_TEXT PROVIDED_:
================

Intel says the industry should switch from "benchmarks to the benefits" of tech
Oh, and Tiger Lake is still coming later this summer
Intel CEO and star of Untitled Swan Game, Bob "Robert" Swan, has confirmed the next-gen Tiger Lake laptop generation is still on track to be unveiled "later this summer." In a YouTube guest spot ahead Virtual Computex, Swan took to his webcam from home to extol the virtues of the Taiwanese trade show and its importance in the global tech scene, as well as what Intel has coming up this year.
"Later this summer," says Swan, "we'll introduce Tiger Lake and cement our position as the undisputed leader in mobile computing and PC innovation."
He had previously stated that it would debut in the middle of this year, and it doesn't look like the global situation has affected that.
But 'undisputed' is still quite the claim, especially given the hosing that Intel's current lineup is facing when it comes to actual processing benchmarks. With AMD chips such as the Ryzen 9 4900S in the Asus Zephyrus G14 and the Ryzen 7 4800H in the Dell G5 15 SE giving Intel's 10th Gen mobile chips the runaround, that lead is very much disputed.

================

_SOURCE MATERIAL_:

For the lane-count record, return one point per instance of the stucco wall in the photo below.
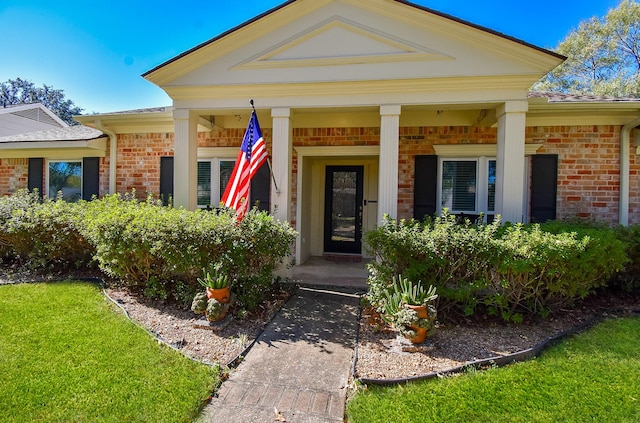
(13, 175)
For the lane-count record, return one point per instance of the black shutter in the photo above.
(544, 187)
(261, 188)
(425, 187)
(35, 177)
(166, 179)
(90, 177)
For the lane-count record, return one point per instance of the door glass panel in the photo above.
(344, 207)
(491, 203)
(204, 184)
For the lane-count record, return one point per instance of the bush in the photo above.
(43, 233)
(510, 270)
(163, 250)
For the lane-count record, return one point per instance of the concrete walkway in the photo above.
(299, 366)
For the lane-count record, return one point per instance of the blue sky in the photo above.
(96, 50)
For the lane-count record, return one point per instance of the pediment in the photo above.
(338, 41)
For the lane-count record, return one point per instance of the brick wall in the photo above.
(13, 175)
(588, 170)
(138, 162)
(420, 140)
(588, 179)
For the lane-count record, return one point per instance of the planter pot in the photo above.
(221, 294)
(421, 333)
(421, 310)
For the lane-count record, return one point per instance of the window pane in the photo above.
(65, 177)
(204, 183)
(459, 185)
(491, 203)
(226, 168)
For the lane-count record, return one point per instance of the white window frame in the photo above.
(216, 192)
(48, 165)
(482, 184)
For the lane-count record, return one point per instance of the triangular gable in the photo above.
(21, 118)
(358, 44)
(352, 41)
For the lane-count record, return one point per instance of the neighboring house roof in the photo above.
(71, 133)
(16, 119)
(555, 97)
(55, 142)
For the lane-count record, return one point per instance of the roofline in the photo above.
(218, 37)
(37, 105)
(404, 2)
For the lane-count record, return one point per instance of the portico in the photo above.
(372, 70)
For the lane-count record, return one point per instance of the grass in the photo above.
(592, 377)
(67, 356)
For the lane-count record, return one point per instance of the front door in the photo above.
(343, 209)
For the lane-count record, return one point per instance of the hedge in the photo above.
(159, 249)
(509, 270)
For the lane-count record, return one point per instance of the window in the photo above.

================

_TO DO_: Retype the full text about Intel's Tiger Lake laptop chips word for word.

_SOLUTION TO THIS PROBLEM_:
Intel says the industry should switch from "benchmarks to the benefits" of tech
Oh, and Tiger Lake is still coming later this summer
Intel CEO and star of Untitled Swan Game, Bob "Robert" Swan, has confirmed the next-gen Tiger Lake laptop generation is still on track to be unveiled "later this summer." In a YouTube guest spot ahead Virtual Computex, Swan took to his webcam from home to extol the virtues of the Taiwanese trade show and its importance in the global tech scene, as well as what Intel has coming up this year.
"Later this summer," says Swan, "we'll introduce Tiger Lake and cement our position as the undisputed leader in mobile computing and PC innovation."
He had previously stated that it would debut in the middle of this year, and it doesn't look like the global situation has affected that.
But 'undisputed' is still quite the claim, especially given the hosing that Intel's current lineup is facing when it comes to actual processing benchmarks. With AMD chips such as the Ryzen 9 4900S in the Asus Zephyrus G14 and the Ryzen 7 4800H in the Dell G5 15 SE giving Intel's 10th Gen mobile chips the runaround, that lead is very much disputed.